## Your goal
Set down each line of the data below exactly.

## Recorded information
◆ ◆ ◆ ◆

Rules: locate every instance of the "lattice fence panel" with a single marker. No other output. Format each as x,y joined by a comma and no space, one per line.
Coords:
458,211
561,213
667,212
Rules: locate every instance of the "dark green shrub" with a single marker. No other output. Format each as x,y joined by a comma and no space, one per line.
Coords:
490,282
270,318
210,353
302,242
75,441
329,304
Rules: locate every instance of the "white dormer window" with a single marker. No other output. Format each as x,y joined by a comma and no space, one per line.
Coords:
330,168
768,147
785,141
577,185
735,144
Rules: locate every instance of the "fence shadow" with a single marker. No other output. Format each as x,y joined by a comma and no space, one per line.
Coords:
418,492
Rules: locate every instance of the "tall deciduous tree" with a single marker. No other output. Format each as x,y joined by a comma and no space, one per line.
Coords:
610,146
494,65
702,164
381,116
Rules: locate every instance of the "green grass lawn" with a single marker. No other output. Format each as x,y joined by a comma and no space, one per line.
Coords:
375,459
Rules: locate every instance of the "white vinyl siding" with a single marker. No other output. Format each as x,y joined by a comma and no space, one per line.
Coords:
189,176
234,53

◆ ◆ ◆ ◆

## Output of the task
Rules: locate every instance of the "lattice fence panel" with a single marker. No other output. Format each as x,y joined by a comma and no space, one per line.
Coords:
458,211
561,213
667,212
Rules: locate every instance of the "dark green shrub" with a single marker. No other output. Format each as x,y joined by a comma and no space, one per line.
Coords:
490,282
270,318
210,353
302,242
75,441
329,304
Rules: locate every instance of the "white dormer window" with a single marker. No other output. Format each as x,y joined by a comma and no space, one per line.
Coords:
330,168
768,147
785,141
577,185
735,144
Rules: locate every instance of the "fence shadow" with a single marker. No other output. Format each as x,y joined by a comma and no space, one per line.
Coords:
418,492
Rules: locate every instance of the "tall deciduous tree" with a single marker. No other output. Format each as x,y joined by a comma and no space, one per line.
Coords:
610,146
494,65
702,164
381,116
Rules: locate every instance of the "green grass lawn" with a single marker. No other output. Format each as x,y joined by a comma and no space, one per line.
Coords:
375,459
Rules: locate every instance of the "white vinyl siding" with a single marker. No other output. Format each as x,y joined by a comma and no space, one per line.
Coords:
189,176
234,53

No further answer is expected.